***** Entries provided *****

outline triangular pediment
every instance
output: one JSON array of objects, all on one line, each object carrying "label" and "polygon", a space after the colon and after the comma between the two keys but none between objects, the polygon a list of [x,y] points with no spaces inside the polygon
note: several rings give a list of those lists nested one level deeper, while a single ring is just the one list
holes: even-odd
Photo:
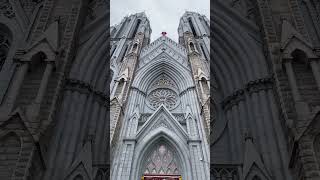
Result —
[{"label": "triangular pediment", "polygon": [[252,137],[246,137],[245,154],[243,161],[243,179],[245,179],[248,176],[253,167],[257,167],[261,174],[266,176],[267,179],[271,179],[261,159],[261,156],[252,141]]},{"label": "triangular pediment", "polygon": [[82,175],[87,175],[90,179],[92,179],[92,151],[91,151],[91,142],[87,141],[83,146],[80,153],[77,155],[75,161],[72,163],[69,172],[67,172],[67,176],[65,179],[69,179],[76,172],[76,174],[80,173]]},{"label": "triangular pediment", "polygon": [[169,131],[176,133],[183,139],[188,138],[187,132],[183,129],[181,124],[177,121],[177,119],[167,110],[167,108],[161,105],[149,119],[145,122],[145,124],[140,128],[137,133],[136,138],[139,139],[149,134],[149,132],[159,129],[165,128]]},{"label": "triangular pediment", "polygon": [[8,123],[8,121],[11,121],[13,118],[17,118],[21,124],[24,126],[24,128],[30,133],[31,137],[35,142],[39,141],[39,122],[31,122],[25,115],[24,111],[22,111],[21,108],[17,108],[15,111],[13,111],[9,116],[8,119],[1,122],[0,126]]},{"label": "triangular pediment", "polygon": [[283,21],[281,51],[284,54],[284,58],[292,58],[291,53],[296,49],[304,51],[308,58],[316,58],[312,44],[309,43],[288,21]]},{"label": "triangular pediment", "polygon": [[180,64],[187,65],[186,49],[166,36],[158,38],[144,47],[140,54],[140,67],[156,59],[160,54],[166,54]]}]

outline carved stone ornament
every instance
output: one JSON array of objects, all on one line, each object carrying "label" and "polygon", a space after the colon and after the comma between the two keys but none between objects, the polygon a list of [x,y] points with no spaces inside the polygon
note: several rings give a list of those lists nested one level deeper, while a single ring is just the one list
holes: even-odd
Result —
[{"label": "carved stone ornament", "polygon": [[15,13],[13,11],[12,5],[8,0],[0,1],[0,11],[1,11],[1,14],[6,16],[7,18],[15,17]]},{"label": "carved stone ornament", "polygon": [[144,174],[179,174],[175,155],[165,144],[159,144],[147,159]]},{"label": "carved stone ornament", "polygon": [[178,104],[178,95],[171,89],[159,88],[150,92],[148,100],[154,109],[157,109],[162,104],[168,109],[173,109]]}]

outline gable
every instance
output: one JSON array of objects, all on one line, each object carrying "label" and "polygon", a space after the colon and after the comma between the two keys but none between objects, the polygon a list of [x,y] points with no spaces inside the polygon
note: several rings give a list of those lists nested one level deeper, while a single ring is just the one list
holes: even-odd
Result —
[{"label": "gable", "polygon": [[139,129],[136,138],[143,138],[157,129],[172,131],[181,139],[188,138],[187,132],[164,105],[161,105],[158,110],[149,117],[145,124]]},{"label": "gable", "polygon": [[157,59],[159,55],[175,60],[185,67],[188,66],[186,49],[167,37],[160,37],[158,40],[142,49],[139,67],[143,67],[150,61]]}]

*****

[What the task asks]: Reproduce all of the rows above with "every instance" replaced by "each instance" everywhere it occurs, keeping everything else the same. Leave the pictures out of your copy.

[Complete output]:
outline triangular pediment
each instance
output: one JSON array of objects, all on one line, each object carrying "label" and "polygon", a space after the colon and after the comma between the two keys but none between objects, the polygon a list of [x,y] points with no spaces inside the polygon
note: several rings give a list of those lists nested one level deeper, while a single ring is just the one list
holes: even-odd
Photo:
Result —
[{"label": "triangular pediment", "polygon": [[252,137],[246,137],[245,154],[243,161],[243,179],[245,179],[248,176],[253,167],[257,167],[261,174],[266,176],[267,179],[271,179],[261,159],[261,156],[252,141]]},{"label": "triangular pediment", "polygon": [[82,175],[87,175],[90,179],[92,179],[92,151],[91,151],[91,142],[87,141],[83,146],[80,153],[77,155],[75,161],[72,163],[69,172],[67,172],[67,176],[65,179],[69,179],[76,172],[76,174],[80,173]]},{"label": "triangular pediment", "polygon": [[169,131],[176,133],[183,139],[188,138],[187,132],[183,129],[181,124],[177,121],[177,119],[167,110],[167,108],[161,105],[149,119],[145,122],[145,124],[140,128],[137,133],[136,138],[139,139],[149,134],[149,132],[159,129],[165,128]]},{"label": "triangular pediment", "polygon": [[8,123],[8,121],[11,121],[13,118],[17,118],[21,124],[24,126],[24,128],[30,133],[31,137],[35,142],[39,141],[39,122],[31,122],[25,115],[24,111],[22,111],[21,108],[17,108],[15,111],[13,111],[9,116],[8,119],[1,122],[0,126]]},{"label": "triangular pediment", "polygon": [[283,21],[281,51],[284,54],[284,58],[292,58],[291,53],[296,49],[304,51],[308,58],[316,58],[312,44],[309,43],[288,21]]},{"label": "triangular pediment", "polygon": [[180,64],[187,65],[186,49],[166,36],[158,38],[144,47],[140,54],[140,67],[156,59],[160,54],[166,54]]}]

outline carved stone ornament
each instance
output: one JSON array of objects, all on one line, each object carrying "label" and "polygon", a space after the colon and after the comma between the two keys but none between objects, the polygon a list of [x,y] points with no spaces inside the polygon
note: several rings give a list of those lists nested one level deeper, while a single ring is just the one list
holes: even-odd
Result —
[{"label": "carved stone ornament", "polygon": [[15,13],[13,11],[12,5],[8,0],[0,1],[0,11],[1,11],[1,14],[6,16],[7,18],[15,17]]},{"label": "carved stone ornament", "polygon": [[144,174],[179,174],[175,155],[165,144],[159,144],[147,159]]},{"label": "carved stone ornament", "polygon": [[178,104],[178,95],[171,89],[159,88],[150,92],[148,100],[154,109],[157,109],[162,104],[168,109],[173,109]]}]

outline gable
each instance
output: one JSON array of objects, all on one line, each object carrying "label" and "polygon", a space after the colon and after the comma between the two keys but none between objects, the polygon a list of [x,y] points with no spaces inside the polygon
note: several rings give a list of those lists nested one level deeper, while a single ring is just the one list
holes: even-odd
Result —
[{"label": "gable", "polygon": [[139,129],[136,138],[143,138],[157,129],[172,131],[181,139],[188,138],[187,132],[164,105],[161,105],[158,110],[149,117],[145,124]]},{"label": "gable", "polygon": [[157,59],[159,55],[175,60],[185,67],[188,66],[186,49],[167,37],[160,37],[158,40],[142,49],[139,67],[143,67],[150,61]]}]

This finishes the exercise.